▶ _What is expected_:
List every line of the entries below as a numbered list, skipping blank lines. Leave the pictures out of your answer.

══════════

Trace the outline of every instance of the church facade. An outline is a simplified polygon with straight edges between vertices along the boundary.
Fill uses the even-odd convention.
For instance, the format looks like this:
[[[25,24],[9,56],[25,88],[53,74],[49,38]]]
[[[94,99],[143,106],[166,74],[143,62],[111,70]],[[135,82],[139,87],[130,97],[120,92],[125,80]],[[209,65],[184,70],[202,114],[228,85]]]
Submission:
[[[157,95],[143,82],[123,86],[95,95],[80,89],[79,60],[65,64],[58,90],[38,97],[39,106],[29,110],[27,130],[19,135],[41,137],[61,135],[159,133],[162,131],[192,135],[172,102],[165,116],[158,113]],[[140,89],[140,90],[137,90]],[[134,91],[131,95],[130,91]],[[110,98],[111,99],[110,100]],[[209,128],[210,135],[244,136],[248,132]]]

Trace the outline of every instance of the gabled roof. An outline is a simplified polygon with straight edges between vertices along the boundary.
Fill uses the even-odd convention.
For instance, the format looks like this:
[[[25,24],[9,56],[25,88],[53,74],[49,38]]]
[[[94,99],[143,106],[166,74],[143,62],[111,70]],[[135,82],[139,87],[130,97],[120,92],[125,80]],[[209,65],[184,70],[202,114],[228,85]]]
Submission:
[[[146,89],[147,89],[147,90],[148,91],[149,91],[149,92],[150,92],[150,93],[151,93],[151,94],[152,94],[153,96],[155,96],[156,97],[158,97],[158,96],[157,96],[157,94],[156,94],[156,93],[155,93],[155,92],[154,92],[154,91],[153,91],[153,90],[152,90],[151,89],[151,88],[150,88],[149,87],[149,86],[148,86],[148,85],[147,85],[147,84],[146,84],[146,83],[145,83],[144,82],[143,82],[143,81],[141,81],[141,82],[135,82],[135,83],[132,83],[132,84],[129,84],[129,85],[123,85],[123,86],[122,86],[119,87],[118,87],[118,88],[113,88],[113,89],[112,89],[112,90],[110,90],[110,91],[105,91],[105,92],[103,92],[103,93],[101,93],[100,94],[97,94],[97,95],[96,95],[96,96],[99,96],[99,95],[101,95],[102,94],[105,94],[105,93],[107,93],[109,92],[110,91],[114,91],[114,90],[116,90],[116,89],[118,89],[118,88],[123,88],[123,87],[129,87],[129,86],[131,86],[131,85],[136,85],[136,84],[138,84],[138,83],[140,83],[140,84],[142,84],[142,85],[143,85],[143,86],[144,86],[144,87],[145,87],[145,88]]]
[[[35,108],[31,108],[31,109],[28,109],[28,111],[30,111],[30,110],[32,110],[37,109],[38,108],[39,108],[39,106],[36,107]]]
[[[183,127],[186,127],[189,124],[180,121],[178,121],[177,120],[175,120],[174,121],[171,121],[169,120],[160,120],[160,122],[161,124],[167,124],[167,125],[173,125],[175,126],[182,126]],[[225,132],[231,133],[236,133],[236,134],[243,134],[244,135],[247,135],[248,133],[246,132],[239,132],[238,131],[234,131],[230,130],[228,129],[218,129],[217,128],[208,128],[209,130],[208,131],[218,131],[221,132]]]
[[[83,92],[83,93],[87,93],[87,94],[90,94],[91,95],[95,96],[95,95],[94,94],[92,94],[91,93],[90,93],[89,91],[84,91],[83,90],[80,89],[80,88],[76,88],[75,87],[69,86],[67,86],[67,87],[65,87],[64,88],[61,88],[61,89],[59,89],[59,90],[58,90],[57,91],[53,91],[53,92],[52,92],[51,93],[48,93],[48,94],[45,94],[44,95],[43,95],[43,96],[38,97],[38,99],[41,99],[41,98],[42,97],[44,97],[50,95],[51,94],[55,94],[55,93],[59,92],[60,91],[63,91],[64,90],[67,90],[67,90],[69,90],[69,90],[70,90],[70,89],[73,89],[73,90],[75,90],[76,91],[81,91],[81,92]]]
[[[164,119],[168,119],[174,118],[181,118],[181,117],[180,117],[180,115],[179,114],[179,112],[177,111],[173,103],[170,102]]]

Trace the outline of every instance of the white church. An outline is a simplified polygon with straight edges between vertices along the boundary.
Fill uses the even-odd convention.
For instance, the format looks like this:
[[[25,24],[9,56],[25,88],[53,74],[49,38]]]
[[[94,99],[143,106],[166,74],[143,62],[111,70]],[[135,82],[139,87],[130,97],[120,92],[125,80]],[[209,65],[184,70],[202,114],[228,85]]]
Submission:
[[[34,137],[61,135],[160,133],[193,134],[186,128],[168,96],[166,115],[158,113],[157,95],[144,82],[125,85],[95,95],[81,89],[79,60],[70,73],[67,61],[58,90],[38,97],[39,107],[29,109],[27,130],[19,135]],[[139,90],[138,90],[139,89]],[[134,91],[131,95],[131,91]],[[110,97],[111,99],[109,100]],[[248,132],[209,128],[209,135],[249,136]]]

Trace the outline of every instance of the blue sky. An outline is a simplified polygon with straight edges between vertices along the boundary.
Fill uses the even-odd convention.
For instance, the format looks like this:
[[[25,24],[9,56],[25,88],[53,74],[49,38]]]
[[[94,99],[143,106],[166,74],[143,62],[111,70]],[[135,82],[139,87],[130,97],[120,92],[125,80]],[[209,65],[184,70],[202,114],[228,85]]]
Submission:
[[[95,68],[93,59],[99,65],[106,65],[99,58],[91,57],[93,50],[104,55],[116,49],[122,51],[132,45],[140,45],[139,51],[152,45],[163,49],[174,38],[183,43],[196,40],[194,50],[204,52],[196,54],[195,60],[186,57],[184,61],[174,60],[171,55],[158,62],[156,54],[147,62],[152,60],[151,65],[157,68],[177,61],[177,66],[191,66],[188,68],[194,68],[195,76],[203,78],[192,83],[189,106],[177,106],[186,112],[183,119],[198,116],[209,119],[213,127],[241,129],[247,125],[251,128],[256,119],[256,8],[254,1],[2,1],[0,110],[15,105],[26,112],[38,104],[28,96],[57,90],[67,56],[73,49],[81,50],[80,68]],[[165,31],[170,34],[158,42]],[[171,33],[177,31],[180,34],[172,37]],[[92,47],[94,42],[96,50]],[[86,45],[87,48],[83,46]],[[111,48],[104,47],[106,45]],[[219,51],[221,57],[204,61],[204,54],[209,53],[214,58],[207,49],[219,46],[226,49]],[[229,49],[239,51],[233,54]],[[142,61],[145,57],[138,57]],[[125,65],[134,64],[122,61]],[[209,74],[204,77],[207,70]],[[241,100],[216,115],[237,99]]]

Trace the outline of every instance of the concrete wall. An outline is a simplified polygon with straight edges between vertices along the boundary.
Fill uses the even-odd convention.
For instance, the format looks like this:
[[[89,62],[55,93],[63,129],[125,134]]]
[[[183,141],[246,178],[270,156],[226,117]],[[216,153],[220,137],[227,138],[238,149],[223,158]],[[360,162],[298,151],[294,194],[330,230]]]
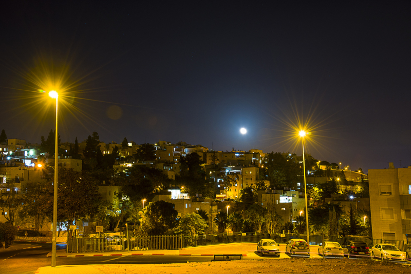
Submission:
[[[401,229],[397,169],[369,169],[368,176],[373,238],[383,239],[384,232],[394,233],[396,240],[406,240]],[[380,188],[382,185],[391,186],[392,194],[381,194]],[[386,209],[392,209],[393,215],[388,218]]]

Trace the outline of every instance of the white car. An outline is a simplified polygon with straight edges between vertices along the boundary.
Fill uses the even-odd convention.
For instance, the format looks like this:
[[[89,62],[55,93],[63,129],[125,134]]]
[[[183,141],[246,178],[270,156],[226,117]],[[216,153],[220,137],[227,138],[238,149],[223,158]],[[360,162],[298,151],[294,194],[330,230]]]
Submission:
[[[381,258],[381,260],[405,261],[405,252],[401,251],[394,245],[377,244],[371,249],[371,256]]]
[[[264,254],[272,254],[279,256],[279,244],[274,240],[263,239],[257,244],[257,251],[261,252],[261,256]]]
[[[344,257],[344,250],[340,244],[337,242],[324,242],[318,248],[318,253],[323,256],[323,251],[325,256],[341,256]]]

══════════

▶ _The response_:
1. Trace the outline of every instance of the church facade. An outline is a simplified polygon with straight edges between vertices along the boundary.
2. Fill uses the even-odd convention.
3. For instance, the format looks like this:
4. [[[25,24],[9,56],[25,88],[53,74],[49,38]]]
5. [[[94,99],[143,106],[166,74],[143,62],[111,70]],[[135,82],[139,87],[130,97],[120,92],[125,80]],[[209,65],[184,70],[202,114],[228,85]]]
6. Submission:
7. [[[157,95],[143,82],[123,86],[95,95],[80,89],[79,60],[65,64],[58,90],[38,97],[39,106],[29,110],[27,130],[19,135],[41,137],[61,135],[159,133],[162,131],[192,135],[172,102],[165,116],[158,113]],[[140,89],[140,90],[137,90]],[[134,91],[131,95],[130,91]],[[110,98],[111,99],[110,100]],[[209,128],[210,135],[244,136],[248,132]]]
8. Trace the outline of every instance of the gabled roof. An outline is a simplified polygon with straight edges between vertices along the boundary.
9. Fill uses the even-odd convention.
10. For instance, the format looks like this:
11. [[[25,24],[9,56],[25,88],[53,74],[49,38]]]
12. [[[94,99],[143,106],[166,74],[143,62],[111,70]],[[135,82],[139,87],[130,97],[120,92],[125,80]],[[209,65],[184,70],[202,114],[228,85]]]
13. Submission:
14. [[[146,89],[147,89],[147,90],[148,91],[149,91],[149,92],[150,92],[150,93],[151,93],[151,94],[152,94],[153,96],[155,96],[156,97],[158,97],[158,96],[157,96],[157,94],[156,94],[156,93],[155,93],[155,92],[154,92],[154,91],[153,91],[153,90],[152,90],[151,89],[151,88],[150,88],[149,87],[149,86],[148,86],[148,85],[147,85],[147,84],[146,84],[146,83],[145,83],[144,82],[143,82],[143,81],[141,81],[141,82],[135,82],[135,83],[132,83],[132,84],[129,84],[129,85],[123,85],[123,86],[122,86],[119,87],[118,87],[118,88],[113,88],[113,89],[112,89],[112,90],[110,90],[110,91],[105,91],[105,92],[103,92],[103,93],[101,93],[100,94],[97,94],[97,95],[96,95],[96,96],[99,96],[99,95],[101,95],[102,94],[105,94],[105,93],[107,93],[109,92],[110,91],[114,91],[114,90],[116,90],[116,89],[118,89],[118,88],[123,88],[123,87],[129,87],[129,86],[131,86],[131,85],[136,85],[136,84],[138,84],[138,83],[140,83],[140,84],[142,84],[142,85],[143,85],[143,86],[144,86],[144,87],[145,87],[145,88]]]
15. [[[35,108],[31,108],[31,109],[28,109],[28,111],[30,111],[30,110],[32,110],[37,109],[38,108],[39,108],[39,106],[36,107]]]
16. [[[183,127],[186,127],[189,124],[180,121],[178,121],[177,120],[175,120],[174,121],[171,121],[169,120],[160,120],[160,122],[161,124],[167,124],[167,125],[173,125],[175,126],[182,126]],[[225,132],[231,133],[236,133],[236,134],[243,134],[244,135],[247,135],[248,133],[246,132],[239,132],[238,131],[234,131],[230,130],[228,129],[218,129],[217,128],[208,128],[209,130],[208,131],[218,131],[221,132]]]
17. [[[83,92],[83,93],[87,93],[87,94],[90,94],[91,95],[95,96],[95,95],[94,94],[92,94],[91,93],[90,93],[89,91],[84,91],[83,90],[80,89],[80,88],[76,88],[75,87],[69,86],[67,86],[67,87],[65,87],[64,88],[61,88],[61,89],[59,89],[59,90],[58,90],[57,91],[53,91],[53,92],[52,92],[51,93],[48,93],[48,94],[45,94],[44,95],[43,95],[43,96],[38,97],[38,99],[41,99],[41,98],[42,97],[44,97],[50,95],[51,94],[55,94],[55,93],[59,92],[60,91],[63,91],[64,90],[67,90],[67,90],[69,90],[69,90],[70,90],[70,89],[73,89],[73,90],[75,90],[76,91],[81,91],[81,92]]]
18. [[[164,119],[168,119],[174,118],[181,118],[181,117],[180,117],[180,115],[179,114],[179,112],[177,111],[173,103],[170,102]]]
19. Trace the outline of every instance of the white church. An outline is a simplified polygon with straight edges between vertices along the boundary.
20. Fill uses the even-odd convention.
21. For instance, the format looks like this:
22. [[[25,24],[9,56],[25,88],[53,74],[49,38]]]
23. [[[94,99],[143,106],[166,74],[143,62],[111,70]],[[135,82],[139,87],[130,97],[120,92],[125,80]],[[209,65],[184,70],[202,114],[228,85]]]
24. Submission:
25. [[[34,137],[61,135],[160,133],[193,134],[186,128],[168,96],[166,115],[158,113],[157,95],[144,82],[125,85],[95,95],[81,89],[79,60],[70,73],[67,61],[58,90],[38,97],[39,107],[29,109],[27,130],[19,135]],[[139,90],[138,90],[139,89]],[[134,91],[131,95],[131,91]],[[110,97],[111,99],[109,100]],[[248,132],[209,128],[209,135],[249,136]]]
26. Trace the outline of every instance of the blue sky. An outline is a simplified polygon with straight edges between vertices along the boundary.
27. Fill uses the even-odd convention.
28. For instance, the format looks like this:
29. [[[25,24],[9,56],[25,88],[53,74],[49,38]]]
30. [[[94,99],[143,106],[166,74],[143,62],[111,70]],[[135,82],[139,87],[130,97],[120,92],[125,80]],[[209,65],[184,70],[202,114],[228,85]]]
31. Submission:
32. [[[95,68],[93,59],[99,65],[106,65],[99,58],[91,57],[93,50],[104,55],[116,49],[122,51],[132,45],[140,45],[139,51],[152,45],[163,49],[174,38],[183,43],[196,40],[194,50],[204,52],[196,54],[195,60],[186,57],[184,61],[174,60],[171,55],[158,62],[156,54],[147,62],[152,60],[151,65],[157,68],[177,61],[177,66],[191,66],[188,68],[194,68],[195,76],[203,78],[192,83],[189,106],[177,106],[186,112],[183,119],[198,116],[209,119],[213,127],[241,129],[247,125],[251,128],[256,119],[256,8],[254,1],[2,1],[0,110],[15,105],[26,112],[38,104],[28,96],[57,90],[67,56],[73,49],[81,50],[80,68]],[[165,31],[170,34],[158,42]],[[171,33],[177,31],[180,34],[172,37]],[[92,47],[94,42],[96,50]],[[86,45],[87,48],[83,46]],[[111,48],[104,47],[106,45]],[[219,51],[221,57],[204,61],[204,54],[209,53],[214,58],[207,49],[219,46],[226,49]],[[229,49],[239,51],[233,54]],[[142,61],[145,57],[138,57]],[[125,65],[134,64],[122,61]],[[209,74],[204,77],[207,70]],[[241,100],[216,115],[237,99]]]
33. Trace the outline of every instance of the concrete wall. An outline is a simplified polygon with straight edges between vertices along the boundary.
34. Fill uses the even-odd convention.
35. For instance, the format looks like this:
36. [[[89,62],[55,93],[63,129],[125,134]]]
37. [[[183,141],[246,178],[270,156],[226,117]],[[216,153],[220,137],[227,138],[238,149],[223,158]],[[360,162],[298,151],[294,194],[330,230]]]
38. Submission:
39. [[[401,229],[397,169],[369,169],[368,176],[373,238],[383,239],[384,232],[394,233],[396,240],[406,240]],[[380,188],[382,185],[391,186],[392,194],[381,194]],[[386,209],[392,209],[393,215],[388,218]]]
40. Trace the outline of every instance of the white car. An outline is a simplified polygon with straight edges between vertices along the boundary.
41. Fill uses the even-odd convention.
42. For instance, the format looks like this:
43. [[[89,62],[55,93],[63,129],[125,134]]]
44. [[[183,141],[246,178],[270,156],[226,117]],[[216,153],[220,137],[227,138],[238,149],[223,158]],[[360,162],[298,151],[294,194],[330,230]]]
45. Submission:
46. [[[381,258],[381,260],[405,261],[405,252],[401,251],[394,245],[377,244],[371,249],[371,256]]]
47. [[[264,254],[272,254],[279,256],[279,244],[274,240],[263,239],[257,244],[257,251],[261,252],[261,256]]]
48. [[[344,257],[344,250],[340,244],[337,242],[324,242],[318,248],[318,253],[323,256],[323,251],[325,256],[341,256]]]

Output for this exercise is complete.